- _Reading text_:

# Cleaning Data Spreadsheet
This notebook breaks down the process for importing data into pandas dataframes, cleaning the data, and preprocessing it.

In [1]:
import pandas as pd
import numpy as np
from sklearn import preprocessing
import matplotlib.pyplot as plt
import seaborn as sns
%matplotlib inline

from scipy import stats
from datetime import datetime
from functools import reduce
import datetime 
import statsmodels.tsa.api as smt
import statsmodels.formula.api as smf
import statsmodels.api as sm

Importing the Datasets that have been downloaded from Yahoo Finance, as well as Dukascopy.com (Currencies)

In [2]:
snp = pd.read_csv('Datasets/Snp500.csv')
gld = pd.read_csv('Datasets/SPDR_Gold.csv')
eur = pd.read_csv('Datasets/EURUSD.csv')
usd = pd.read_csv('Datasets/USDJPY.csv')
cbnd = pd.read_csv('Datasets/Corp_Bonds.csv')
tbnd = pd.read_csv('Datasets/7_10_yr_Treasury.csv')

The Currency Data accounts for weekend prices (in which case the final price on Friday evening is considered as the Sat/Sun price as the markets are closed). Thus I filter to remove weekend prices (i.e. where trade volume is 0). I also describe the shapes of the datasets in order to grasp the size (in days) of the data.

In [3]:
#currencies are counting for weekends
#remove dates where volume is 0
eur['Local time'] = eur['Local time'].shift(-1)
usd['Local time'] = usd['Local time'].shift(-1)
eur = eur[eur.Volume != 0]
usd = usd[usd.Volume != 0]
dflist = [snp,gld,eur,usd,cbnd,tbnd]
for i, dfr in enumerate(dflist):
    print(dflist[i].shape)
#SNP is from 1980 (fix to include only since 2003)

(9910, 7)

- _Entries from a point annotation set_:

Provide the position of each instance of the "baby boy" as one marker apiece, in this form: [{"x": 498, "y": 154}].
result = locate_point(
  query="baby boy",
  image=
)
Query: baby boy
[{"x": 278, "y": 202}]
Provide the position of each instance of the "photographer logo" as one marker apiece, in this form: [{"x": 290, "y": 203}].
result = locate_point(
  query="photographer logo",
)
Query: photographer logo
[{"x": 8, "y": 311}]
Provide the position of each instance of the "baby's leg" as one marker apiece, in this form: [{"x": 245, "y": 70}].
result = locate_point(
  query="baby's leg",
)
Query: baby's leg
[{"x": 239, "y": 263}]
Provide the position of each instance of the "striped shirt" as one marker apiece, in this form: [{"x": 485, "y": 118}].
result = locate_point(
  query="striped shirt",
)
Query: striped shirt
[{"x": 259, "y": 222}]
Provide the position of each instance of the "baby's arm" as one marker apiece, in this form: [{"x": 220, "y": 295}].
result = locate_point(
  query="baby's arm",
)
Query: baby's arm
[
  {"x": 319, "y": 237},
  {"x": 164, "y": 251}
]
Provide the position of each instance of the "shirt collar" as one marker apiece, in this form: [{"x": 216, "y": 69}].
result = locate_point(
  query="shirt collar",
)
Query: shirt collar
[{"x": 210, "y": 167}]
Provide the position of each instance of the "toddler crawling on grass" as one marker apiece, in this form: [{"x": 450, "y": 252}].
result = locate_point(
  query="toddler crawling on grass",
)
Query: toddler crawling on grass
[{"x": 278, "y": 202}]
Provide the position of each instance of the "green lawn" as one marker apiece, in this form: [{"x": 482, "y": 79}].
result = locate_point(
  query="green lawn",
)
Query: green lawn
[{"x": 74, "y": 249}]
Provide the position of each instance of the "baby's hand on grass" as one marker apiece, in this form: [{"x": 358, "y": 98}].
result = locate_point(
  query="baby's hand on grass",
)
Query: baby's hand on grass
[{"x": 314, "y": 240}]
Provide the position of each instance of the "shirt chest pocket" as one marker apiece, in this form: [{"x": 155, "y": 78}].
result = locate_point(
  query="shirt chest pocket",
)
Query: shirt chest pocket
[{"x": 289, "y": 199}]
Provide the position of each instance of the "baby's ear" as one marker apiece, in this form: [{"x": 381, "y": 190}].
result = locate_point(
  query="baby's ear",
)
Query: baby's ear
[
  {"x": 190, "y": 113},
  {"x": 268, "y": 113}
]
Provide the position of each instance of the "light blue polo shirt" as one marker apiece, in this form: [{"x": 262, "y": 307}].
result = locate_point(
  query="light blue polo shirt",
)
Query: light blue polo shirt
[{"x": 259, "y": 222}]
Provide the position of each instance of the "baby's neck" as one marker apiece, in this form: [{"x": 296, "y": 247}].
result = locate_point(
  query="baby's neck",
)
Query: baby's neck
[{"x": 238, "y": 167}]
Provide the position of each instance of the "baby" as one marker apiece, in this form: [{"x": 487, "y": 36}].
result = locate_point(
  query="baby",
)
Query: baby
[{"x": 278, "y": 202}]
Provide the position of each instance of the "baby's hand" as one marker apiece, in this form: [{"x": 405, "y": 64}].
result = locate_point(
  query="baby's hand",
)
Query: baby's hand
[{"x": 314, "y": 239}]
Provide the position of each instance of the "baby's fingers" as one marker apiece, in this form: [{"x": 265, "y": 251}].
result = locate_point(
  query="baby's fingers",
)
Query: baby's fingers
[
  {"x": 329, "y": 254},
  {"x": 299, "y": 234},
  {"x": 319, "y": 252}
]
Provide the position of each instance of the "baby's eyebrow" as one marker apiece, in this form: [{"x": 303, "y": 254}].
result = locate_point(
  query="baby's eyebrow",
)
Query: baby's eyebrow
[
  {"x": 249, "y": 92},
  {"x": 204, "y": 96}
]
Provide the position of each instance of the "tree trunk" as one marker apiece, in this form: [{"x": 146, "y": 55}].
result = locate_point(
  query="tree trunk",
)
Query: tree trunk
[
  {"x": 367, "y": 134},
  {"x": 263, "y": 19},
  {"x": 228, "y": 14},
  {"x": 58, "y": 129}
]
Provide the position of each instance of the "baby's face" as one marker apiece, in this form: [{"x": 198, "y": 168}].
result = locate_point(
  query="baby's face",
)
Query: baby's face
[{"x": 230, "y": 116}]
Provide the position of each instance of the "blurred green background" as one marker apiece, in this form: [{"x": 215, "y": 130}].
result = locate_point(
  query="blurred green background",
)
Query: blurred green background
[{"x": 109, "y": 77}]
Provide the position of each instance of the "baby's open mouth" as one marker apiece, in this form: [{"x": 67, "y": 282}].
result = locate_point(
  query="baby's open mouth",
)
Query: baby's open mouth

- _Work instructions_:
#1 List every CSV file path that the data-cleaning notebook reads into a dataframe.
#2 Write the next part of the data-cleaning notebook, picking up after its last line.
The data is separate material and has no connection to the data-cleaning notebook.

- _The responses_:
#1
Datasets/Snp500.csv
Datasets/SPDR_Gold.csv
Datasets/EURUSD.csv
Datasets/USDJPY.csv
Datasets/Corp_Bonds.csv
Datasets/7_10_yr_Treasury.csv

#2
(3629, 7)
(4163, 6)
(4161, 6)
(4211, 7)
(4211, 7)


In [4]:
#Leaving only Date Close Price and Volume
snp = snp.drop(['Open','High','Low','Adj Close'], axis = 1)
gld = gld.drop(['Open','High','Low','Adj Close'], axis = 1)
cbnd = cbnd.drop(['Open','High','Low','Adj Close'], axis = 1)
tbnd = tbnd.drop(['Open','High','Low','Adj Close'], axis = 1)
eur = eur.drop(['Open','High','Low'], axis = 1)
usd = usd.drop(['Open','High','Low'], axis = 1)

In [5]:
#Changing first column to datetime ans simplifying (only day, not time)
snp['Date'] = pd.to_datetime(snp['Date']).dt.date
gld['Date'] = pd.to_datetime(gld['Date']).dt.date
cbnd['Date'] = pd.to_datetime(cbnd['Date']).dt.date
tbnd['Date'] = pd.to_datetime(tbnd['Date']).dt.date
eur.rename(columns = {'Local time':'Date'}, inplace = True)
usd.rename(columns = {'Local time':'Date'}, inplace = True)
eur['Date'] = pd.to_datetime(eur['Date'], dayfirst = True).dt.date
usd['Date'] = pd.to_datetime(usd['Date'], dayfirst = True).dt.date

In [6]:
#Renaming Columns that will be fed into the larger dataframe
snp.rename(columns = {'Close':'SNP_Close','Volume':'SNP_Volume'}, inplace = True)
gld.rename(columns = {'Close':'GLD_Close','Volume':'GLD_Volume'}, inplace = True)
eur.rename(columns = {'Close':'EUR_Close','Volume':'EUR_Volume'}, inplace = True)
usd.rename(columns = {'Close':'USD_Close','Volume':'USD_Volume'}, inplace = True)
cbnd.rename(columns = {'Close':'CBND_Close','Volume':'CBND_Volume'}, inplace = True)
tbnd.rename(columns = {'Close':'TBND_Close','Volume':'TBND_Volume'}, inplace = True)

Here I index and sort each asset class by the date column.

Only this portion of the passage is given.